## Directives
A: In the piece on the future of celebrating cars, what does the writer call a celebration where the automotive past, present and future come together?
B: Reproduce everything in the piece on the future of celebrating cars from "Perhaps the collector" down to "work on them.", word for word.

***** Quoted passage

Sandra Button | Photo by Scott Campbell

For car lovers, the future is more than a bit uncertain and the challenges are multiplying. 

I honestly don’t know what new cars will look like, or even will do exactly, in the coming decades; I don’t know what cars will be. Technology keeps advancing, resources and needs are shifting, and how people feel about and use their cars is changing — dramatically. 

Perhaps the collector car’s ability to resonate with new generations is at risk, as is our rapidly decreasing treasure trove of knowledge and hands-on skills to work on them.

Nevertheless, I believe that we will still be celebrating cars — at Pebble Beach and throughout the world — for decades to come. 

I believe this in part because I know that history can help people understand the present and it can serve as a guide to the future. Accordingly, as cars get more complex, there will be a need for celebrations where our automotive past, present and future come together. And to my mind, that’s a concours.

I also know that people like to share their treasures with others who appreciate them. And I know they enjoy a good competition — and the accolades that come with winning!

But I’m even more certain that we will continue to celebrate cars because . . .  well, cars are cars. They not only continue to move us physically, but also emotionally — they excite us. 

And they have the power to unite us. 

At a time when our world seems to be divided in so many ways, I am heartened by the fact that cars continue to draw us together. One on one and in groups, through myriad interactions and events both minor and major, cars continue to be shared across continents and generations. 

In some very important ways, I see the collector car world expanding in breadth — not contracting!

**********
***** Dataset

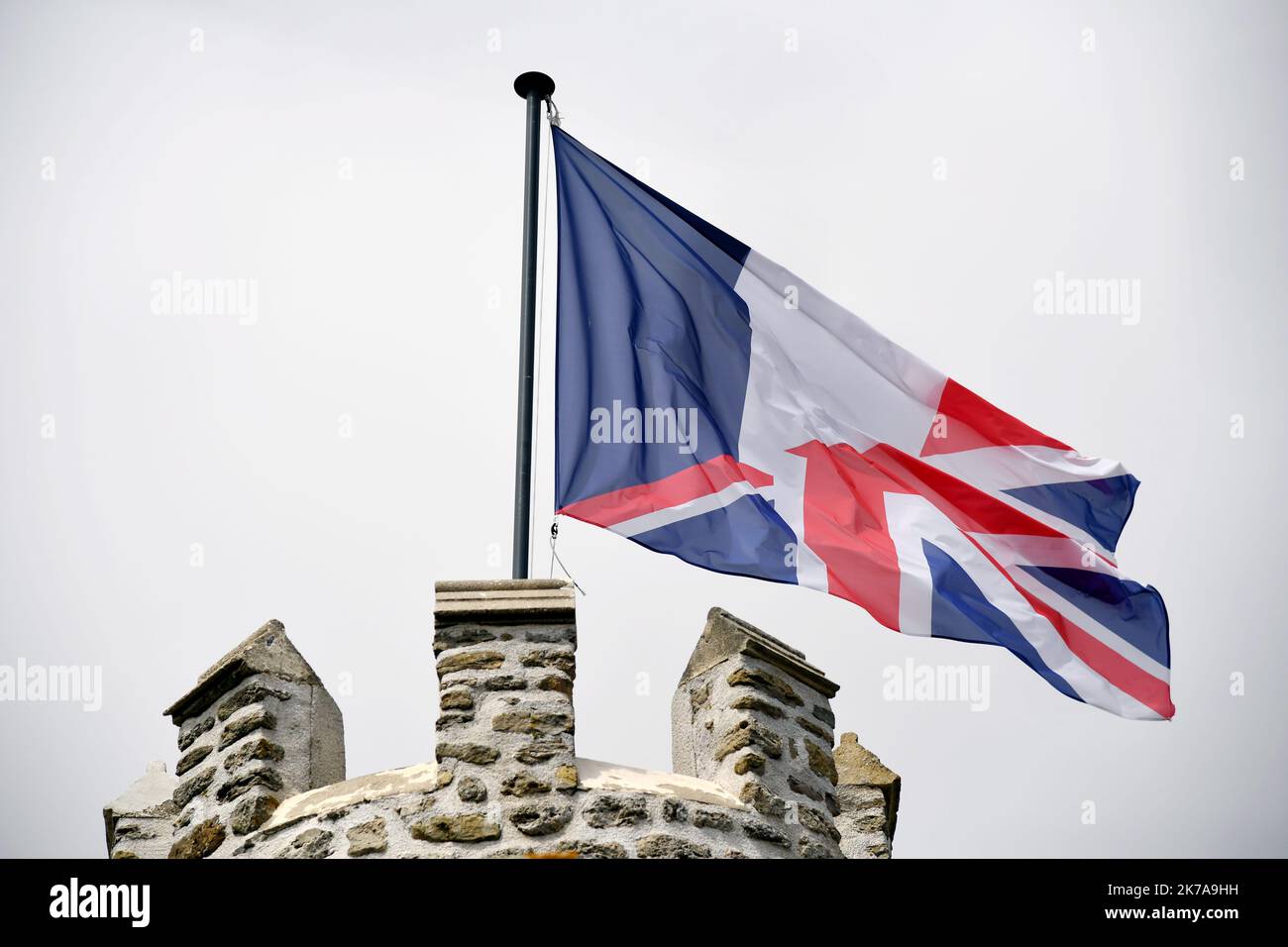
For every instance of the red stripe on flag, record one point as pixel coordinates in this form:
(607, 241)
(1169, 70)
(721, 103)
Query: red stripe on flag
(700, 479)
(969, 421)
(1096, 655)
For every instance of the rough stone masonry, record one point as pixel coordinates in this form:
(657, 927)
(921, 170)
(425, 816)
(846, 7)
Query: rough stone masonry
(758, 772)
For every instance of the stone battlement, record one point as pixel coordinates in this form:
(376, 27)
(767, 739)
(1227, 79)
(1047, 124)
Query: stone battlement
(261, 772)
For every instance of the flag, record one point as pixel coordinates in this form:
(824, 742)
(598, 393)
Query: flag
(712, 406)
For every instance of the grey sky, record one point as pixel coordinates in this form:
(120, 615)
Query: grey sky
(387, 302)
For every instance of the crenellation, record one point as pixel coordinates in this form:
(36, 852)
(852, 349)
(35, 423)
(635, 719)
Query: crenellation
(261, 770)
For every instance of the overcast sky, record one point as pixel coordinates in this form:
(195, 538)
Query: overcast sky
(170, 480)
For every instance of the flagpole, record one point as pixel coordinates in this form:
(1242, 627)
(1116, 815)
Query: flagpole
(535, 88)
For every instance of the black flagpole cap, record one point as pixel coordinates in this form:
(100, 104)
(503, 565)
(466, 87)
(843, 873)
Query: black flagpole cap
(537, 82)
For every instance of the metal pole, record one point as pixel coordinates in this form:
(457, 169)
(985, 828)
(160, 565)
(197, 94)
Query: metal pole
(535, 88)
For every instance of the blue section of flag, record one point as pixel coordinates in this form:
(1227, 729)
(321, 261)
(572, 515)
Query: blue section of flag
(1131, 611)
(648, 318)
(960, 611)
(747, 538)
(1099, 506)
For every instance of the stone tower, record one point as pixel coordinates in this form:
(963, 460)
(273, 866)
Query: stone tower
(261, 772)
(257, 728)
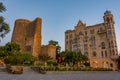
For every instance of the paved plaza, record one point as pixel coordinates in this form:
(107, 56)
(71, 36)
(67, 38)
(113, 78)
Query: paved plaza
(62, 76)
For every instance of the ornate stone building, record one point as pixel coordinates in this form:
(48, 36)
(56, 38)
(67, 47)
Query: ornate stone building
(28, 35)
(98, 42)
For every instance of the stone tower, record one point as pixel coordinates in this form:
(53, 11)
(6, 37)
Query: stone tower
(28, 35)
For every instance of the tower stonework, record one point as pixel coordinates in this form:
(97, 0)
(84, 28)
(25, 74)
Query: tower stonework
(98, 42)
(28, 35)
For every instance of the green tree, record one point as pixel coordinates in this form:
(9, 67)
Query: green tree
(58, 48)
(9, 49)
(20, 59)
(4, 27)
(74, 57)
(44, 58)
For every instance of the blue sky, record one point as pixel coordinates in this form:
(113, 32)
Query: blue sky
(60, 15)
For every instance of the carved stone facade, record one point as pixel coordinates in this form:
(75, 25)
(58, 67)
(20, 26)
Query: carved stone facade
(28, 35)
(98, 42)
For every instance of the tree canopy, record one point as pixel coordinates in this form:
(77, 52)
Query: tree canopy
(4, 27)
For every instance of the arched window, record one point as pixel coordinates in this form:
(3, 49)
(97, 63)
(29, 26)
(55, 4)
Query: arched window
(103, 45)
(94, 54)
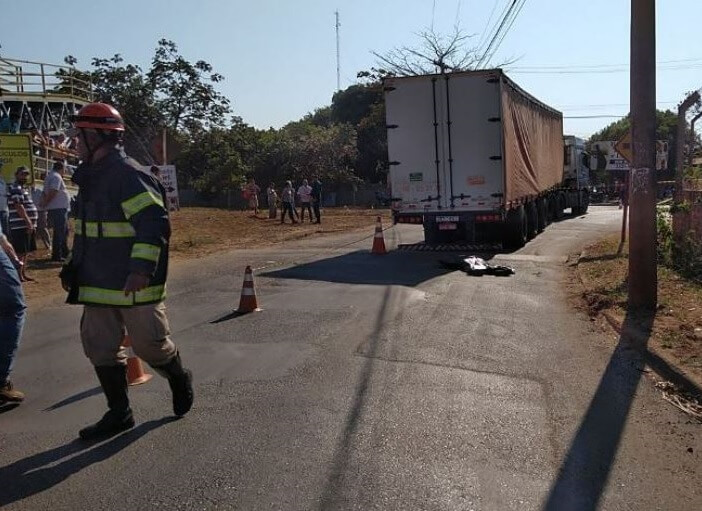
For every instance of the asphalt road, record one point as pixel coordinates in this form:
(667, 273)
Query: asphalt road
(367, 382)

**********

## Task-by-task solutions
A: A concours.

B:
Perhaps the collector car’s ability to resonate with new generations is at risk, as is our rapidly decreasing treasure trove of knowledge and hands-on skills to work on them.